Two months into the stay-at-home order, nearly every sector of life along the Midpeninsula is moving ahead at a new pace: Real estate activity and consumer spending have plummeted, but so have pollution, traffic and overall crime. Schools and cities are preparing for massive budget cuts while hospitals are seeing an unprecedented outpouring of donations. Meanwhile, unemployment has surged along with local volunteer efforts.
The pandemic is changing how we live and has revealed the community at its best and worst along the way. To show how the COVID-19 pandemic has impacted daily life, the Palo Alto Weekly has woven together local, regional and national numbers into a series of interactive infographics, which can be found here.
Small businesses have been among the hardest hit. Only 58% of business owners surveyed in Palo Alto said they are likely to reopen. The community has already seen iconic eateries, such as Mountain View's 75-year-old Clarke's Charcoal Broiler, shutter. It has also seen patrons near and far pitch in to raise $130,000 to save Menlo Park's Cafe Borrone.
Overall, Silicon Valley consumers have decreased their spending at restaurants by 25%, and their retail spending has dropped 59% compared to the same time last year, leaving at least 8,560 service employees at risk of losing their jobs in coming months, according to an April consumer spending report from the Joint Venture Silicon Valley’s Institute for Regional Studies.

□ □ □ □

Things to do:
a) According to the text passage, what share of the business owners surveyed in Palo Alto said they are likely to reopen?
b) State whether each of the following statements agrees with the text passage: (i) Silicon Valley consumers cut their restaurant spending by 25%. (ii) Clarke's Charcoal Broiler is in Menlo Park. (iii) Hospitals have received fewer donations than usual.

Stored data entries:
□ □ □ □

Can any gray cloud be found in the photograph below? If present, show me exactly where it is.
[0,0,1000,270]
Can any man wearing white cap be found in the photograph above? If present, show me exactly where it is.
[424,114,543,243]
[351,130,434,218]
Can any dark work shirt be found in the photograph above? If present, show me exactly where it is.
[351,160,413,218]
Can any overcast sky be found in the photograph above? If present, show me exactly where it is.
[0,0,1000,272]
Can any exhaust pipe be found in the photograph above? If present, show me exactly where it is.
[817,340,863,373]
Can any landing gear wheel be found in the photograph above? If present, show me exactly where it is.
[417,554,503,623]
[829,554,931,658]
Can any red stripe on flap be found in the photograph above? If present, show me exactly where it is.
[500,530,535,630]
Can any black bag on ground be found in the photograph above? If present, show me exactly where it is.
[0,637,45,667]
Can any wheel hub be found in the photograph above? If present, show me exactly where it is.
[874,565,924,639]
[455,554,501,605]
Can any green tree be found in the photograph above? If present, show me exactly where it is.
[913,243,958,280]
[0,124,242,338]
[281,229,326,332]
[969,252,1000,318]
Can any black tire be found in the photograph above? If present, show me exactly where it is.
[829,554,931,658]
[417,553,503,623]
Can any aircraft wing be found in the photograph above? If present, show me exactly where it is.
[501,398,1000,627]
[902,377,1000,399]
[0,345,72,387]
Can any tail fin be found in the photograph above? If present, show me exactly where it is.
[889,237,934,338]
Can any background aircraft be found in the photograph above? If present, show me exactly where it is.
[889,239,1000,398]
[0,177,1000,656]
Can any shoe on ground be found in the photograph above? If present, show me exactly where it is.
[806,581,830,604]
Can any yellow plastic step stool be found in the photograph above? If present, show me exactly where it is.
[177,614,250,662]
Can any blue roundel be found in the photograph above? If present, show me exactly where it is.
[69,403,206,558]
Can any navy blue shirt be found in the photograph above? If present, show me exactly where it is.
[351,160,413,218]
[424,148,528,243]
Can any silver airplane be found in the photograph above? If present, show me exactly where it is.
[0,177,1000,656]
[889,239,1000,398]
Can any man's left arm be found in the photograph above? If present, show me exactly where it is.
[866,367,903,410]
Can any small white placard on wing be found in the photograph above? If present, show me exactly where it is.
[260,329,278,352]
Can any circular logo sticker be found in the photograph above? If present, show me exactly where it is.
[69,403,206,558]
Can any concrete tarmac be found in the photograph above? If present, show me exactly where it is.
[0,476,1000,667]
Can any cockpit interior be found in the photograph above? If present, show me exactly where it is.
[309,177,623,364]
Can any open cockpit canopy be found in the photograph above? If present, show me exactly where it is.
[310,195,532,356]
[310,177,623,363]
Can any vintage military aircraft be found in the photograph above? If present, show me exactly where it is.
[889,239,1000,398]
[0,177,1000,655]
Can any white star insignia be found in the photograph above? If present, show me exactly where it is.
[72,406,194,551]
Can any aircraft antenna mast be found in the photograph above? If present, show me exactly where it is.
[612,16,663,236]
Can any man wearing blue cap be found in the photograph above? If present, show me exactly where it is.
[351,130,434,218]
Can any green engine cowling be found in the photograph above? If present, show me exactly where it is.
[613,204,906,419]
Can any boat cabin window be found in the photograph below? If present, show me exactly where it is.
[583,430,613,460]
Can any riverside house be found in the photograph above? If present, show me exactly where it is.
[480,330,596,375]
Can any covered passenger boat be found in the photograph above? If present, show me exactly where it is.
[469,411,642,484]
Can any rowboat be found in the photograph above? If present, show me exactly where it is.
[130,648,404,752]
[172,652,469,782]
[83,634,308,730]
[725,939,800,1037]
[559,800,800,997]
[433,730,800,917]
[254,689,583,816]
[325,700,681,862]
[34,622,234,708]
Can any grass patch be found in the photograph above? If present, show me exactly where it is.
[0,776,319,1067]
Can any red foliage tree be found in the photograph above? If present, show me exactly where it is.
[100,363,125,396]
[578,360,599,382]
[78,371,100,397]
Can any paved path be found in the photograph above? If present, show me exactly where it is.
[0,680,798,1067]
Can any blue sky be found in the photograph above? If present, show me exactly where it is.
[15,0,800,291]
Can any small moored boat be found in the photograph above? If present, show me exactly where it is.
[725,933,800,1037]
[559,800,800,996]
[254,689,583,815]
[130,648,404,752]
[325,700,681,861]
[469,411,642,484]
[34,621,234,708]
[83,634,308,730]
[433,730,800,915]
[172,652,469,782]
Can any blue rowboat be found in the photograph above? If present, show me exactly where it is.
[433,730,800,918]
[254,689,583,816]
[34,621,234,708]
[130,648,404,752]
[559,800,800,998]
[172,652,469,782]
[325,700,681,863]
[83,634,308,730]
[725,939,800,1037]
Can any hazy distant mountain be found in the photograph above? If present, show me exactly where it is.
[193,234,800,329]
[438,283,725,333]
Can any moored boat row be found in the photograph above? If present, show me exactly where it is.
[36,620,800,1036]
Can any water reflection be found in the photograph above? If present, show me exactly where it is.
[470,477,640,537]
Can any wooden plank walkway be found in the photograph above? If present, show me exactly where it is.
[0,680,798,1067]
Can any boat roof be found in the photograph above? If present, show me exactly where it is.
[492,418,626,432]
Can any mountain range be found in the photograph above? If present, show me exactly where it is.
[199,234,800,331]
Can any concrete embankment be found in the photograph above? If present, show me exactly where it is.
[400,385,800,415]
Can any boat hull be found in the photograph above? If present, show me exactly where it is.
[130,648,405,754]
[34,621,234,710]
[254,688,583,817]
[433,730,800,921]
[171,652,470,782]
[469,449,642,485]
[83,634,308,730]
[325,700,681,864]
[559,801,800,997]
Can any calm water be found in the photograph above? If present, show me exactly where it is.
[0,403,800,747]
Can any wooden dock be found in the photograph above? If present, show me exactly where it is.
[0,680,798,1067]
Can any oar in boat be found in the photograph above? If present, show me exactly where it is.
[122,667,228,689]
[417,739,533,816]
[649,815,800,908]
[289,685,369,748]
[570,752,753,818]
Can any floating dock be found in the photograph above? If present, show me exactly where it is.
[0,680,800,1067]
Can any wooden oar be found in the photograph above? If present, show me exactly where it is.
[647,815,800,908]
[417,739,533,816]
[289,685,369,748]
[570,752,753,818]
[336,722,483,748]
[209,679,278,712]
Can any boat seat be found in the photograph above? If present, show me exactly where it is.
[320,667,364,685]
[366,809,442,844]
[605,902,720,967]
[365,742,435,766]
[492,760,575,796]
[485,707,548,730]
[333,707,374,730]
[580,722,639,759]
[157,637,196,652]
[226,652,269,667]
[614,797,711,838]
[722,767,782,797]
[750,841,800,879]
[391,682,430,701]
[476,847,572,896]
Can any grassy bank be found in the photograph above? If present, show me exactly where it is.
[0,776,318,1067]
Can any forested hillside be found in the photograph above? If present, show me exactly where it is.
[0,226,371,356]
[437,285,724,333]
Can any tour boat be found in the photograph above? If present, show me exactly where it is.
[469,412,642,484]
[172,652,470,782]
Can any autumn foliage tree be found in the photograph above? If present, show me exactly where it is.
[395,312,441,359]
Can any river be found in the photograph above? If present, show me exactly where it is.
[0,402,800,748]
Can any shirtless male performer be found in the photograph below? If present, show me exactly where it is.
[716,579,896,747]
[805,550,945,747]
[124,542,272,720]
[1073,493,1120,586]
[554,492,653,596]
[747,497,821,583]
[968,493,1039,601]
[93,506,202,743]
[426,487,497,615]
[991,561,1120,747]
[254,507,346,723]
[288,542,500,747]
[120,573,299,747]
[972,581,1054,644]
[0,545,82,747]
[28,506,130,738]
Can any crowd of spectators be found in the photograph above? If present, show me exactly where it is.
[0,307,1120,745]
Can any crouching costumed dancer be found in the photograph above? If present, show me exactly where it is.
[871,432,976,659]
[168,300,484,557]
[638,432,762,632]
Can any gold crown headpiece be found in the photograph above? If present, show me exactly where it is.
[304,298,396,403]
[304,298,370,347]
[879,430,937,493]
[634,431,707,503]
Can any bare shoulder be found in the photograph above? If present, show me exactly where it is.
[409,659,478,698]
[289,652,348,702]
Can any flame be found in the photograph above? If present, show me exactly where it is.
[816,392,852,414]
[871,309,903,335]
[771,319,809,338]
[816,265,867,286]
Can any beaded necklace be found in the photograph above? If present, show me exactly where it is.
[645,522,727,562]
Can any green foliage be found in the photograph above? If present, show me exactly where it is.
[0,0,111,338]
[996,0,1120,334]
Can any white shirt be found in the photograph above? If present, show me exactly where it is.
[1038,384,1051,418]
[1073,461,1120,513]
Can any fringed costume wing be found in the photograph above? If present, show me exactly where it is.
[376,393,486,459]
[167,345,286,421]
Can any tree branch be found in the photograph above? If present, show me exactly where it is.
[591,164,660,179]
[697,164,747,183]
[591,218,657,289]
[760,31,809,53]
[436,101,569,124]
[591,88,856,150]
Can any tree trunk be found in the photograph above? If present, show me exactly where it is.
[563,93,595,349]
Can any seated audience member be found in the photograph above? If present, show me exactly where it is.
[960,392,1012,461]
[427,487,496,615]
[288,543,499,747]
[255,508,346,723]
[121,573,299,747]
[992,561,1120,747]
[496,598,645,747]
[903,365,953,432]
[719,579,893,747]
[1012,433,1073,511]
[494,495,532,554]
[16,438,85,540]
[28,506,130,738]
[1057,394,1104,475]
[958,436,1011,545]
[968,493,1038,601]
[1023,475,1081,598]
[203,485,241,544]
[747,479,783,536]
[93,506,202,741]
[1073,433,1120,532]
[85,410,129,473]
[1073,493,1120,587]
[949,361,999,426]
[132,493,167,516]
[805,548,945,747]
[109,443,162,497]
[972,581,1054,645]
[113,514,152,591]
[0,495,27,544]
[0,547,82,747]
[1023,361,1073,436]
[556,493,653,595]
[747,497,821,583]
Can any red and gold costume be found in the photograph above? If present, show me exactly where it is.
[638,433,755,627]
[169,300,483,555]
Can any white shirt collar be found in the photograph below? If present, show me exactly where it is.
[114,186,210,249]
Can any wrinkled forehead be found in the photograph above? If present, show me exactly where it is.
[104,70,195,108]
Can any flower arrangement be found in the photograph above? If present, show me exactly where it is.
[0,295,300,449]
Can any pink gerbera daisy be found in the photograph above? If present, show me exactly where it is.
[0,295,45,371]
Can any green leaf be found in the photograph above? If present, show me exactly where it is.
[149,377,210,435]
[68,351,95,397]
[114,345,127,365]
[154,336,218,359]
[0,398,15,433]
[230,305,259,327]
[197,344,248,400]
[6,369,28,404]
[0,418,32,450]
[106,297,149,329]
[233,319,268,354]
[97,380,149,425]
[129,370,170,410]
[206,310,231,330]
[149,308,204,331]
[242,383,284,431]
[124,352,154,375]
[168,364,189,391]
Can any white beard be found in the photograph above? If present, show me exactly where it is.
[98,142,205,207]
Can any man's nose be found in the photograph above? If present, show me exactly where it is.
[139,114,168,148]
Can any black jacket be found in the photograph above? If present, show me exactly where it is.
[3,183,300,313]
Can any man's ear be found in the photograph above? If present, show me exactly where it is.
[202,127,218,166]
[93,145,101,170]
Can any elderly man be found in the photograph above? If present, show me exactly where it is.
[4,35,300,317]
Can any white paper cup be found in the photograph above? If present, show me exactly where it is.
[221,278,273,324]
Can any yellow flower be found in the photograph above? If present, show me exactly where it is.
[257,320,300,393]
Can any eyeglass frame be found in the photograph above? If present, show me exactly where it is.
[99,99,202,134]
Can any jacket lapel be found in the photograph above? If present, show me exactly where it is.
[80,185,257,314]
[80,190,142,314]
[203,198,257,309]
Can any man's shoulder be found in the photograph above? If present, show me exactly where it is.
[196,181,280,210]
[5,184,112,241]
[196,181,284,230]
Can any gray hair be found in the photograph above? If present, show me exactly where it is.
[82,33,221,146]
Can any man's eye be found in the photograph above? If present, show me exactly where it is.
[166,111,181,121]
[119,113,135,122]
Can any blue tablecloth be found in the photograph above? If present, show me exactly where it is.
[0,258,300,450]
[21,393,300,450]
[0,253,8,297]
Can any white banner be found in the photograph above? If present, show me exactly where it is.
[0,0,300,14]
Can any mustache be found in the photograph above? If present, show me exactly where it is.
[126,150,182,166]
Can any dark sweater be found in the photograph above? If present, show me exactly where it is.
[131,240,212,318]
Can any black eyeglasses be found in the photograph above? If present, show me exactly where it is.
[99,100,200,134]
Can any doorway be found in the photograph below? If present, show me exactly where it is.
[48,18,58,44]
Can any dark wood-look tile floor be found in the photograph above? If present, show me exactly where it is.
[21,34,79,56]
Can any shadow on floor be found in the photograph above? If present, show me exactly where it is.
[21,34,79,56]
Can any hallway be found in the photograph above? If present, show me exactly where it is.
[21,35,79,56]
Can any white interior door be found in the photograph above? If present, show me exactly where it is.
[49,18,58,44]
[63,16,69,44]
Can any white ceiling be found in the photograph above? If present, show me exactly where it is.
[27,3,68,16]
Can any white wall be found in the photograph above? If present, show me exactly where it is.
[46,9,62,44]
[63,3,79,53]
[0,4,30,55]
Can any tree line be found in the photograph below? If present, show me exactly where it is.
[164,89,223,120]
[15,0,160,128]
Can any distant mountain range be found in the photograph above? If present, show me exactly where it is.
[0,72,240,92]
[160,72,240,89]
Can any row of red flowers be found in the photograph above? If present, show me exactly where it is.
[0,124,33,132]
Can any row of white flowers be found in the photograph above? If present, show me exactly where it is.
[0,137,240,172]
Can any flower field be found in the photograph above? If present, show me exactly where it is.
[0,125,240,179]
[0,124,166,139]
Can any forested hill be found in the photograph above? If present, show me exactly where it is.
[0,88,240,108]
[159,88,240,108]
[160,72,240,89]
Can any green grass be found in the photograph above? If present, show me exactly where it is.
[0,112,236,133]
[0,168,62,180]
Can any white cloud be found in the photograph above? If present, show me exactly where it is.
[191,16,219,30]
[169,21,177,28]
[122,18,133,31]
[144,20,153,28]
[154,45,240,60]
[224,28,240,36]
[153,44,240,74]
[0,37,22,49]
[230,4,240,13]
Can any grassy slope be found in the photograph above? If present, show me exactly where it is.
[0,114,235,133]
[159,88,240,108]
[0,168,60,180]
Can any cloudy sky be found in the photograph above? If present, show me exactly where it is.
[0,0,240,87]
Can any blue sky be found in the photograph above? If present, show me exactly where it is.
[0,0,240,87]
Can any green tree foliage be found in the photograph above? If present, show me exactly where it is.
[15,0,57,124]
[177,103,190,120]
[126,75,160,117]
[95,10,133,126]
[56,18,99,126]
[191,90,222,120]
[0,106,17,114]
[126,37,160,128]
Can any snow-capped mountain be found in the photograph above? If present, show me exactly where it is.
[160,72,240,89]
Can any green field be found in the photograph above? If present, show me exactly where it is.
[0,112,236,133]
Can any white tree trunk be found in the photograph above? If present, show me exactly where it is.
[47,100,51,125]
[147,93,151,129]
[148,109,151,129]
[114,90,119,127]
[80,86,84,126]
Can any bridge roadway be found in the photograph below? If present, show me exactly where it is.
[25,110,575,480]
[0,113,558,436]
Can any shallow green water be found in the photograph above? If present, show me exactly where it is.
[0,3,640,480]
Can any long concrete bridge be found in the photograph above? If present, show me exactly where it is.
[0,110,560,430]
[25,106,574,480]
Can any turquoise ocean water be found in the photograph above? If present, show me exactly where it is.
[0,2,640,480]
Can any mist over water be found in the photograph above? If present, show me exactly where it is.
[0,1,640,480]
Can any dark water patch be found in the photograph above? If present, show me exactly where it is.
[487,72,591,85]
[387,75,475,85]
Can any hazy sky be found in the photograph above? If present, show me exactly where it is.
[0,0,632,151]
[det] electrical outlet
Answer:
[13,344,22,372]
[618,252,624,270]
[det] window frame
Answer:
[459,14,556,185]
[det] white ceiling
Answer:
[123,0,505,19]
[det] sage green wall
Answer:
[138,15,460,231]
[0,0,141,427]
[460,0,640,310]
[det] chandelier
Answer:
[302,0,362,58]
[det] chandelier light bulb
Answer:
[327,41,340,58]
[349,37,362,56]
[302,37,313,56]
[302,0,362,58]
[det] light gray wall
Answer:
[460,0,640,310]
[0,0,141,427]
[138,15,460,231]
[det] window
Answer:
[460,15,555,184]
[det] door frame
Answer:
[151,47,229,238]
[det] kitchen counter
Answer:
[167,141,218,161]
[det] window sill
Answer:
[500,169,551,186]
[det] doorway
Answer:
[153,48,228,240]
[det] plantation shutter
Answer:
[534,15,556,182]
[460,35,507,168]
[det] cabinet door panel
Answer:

□ □ □ □

Numbered answers:
a) 58% of the business owners surveyed said they are likely to reopen.

b)
(i) Yes: "Silicon Valley consumers have decreased their spending at restaurants by 25%"
(ii) No: "Mountain View's 75-year-old Clarke's Charcoal Broiler"
(iii) No: "hospitals are seeing an unprecedented outpouring of donations"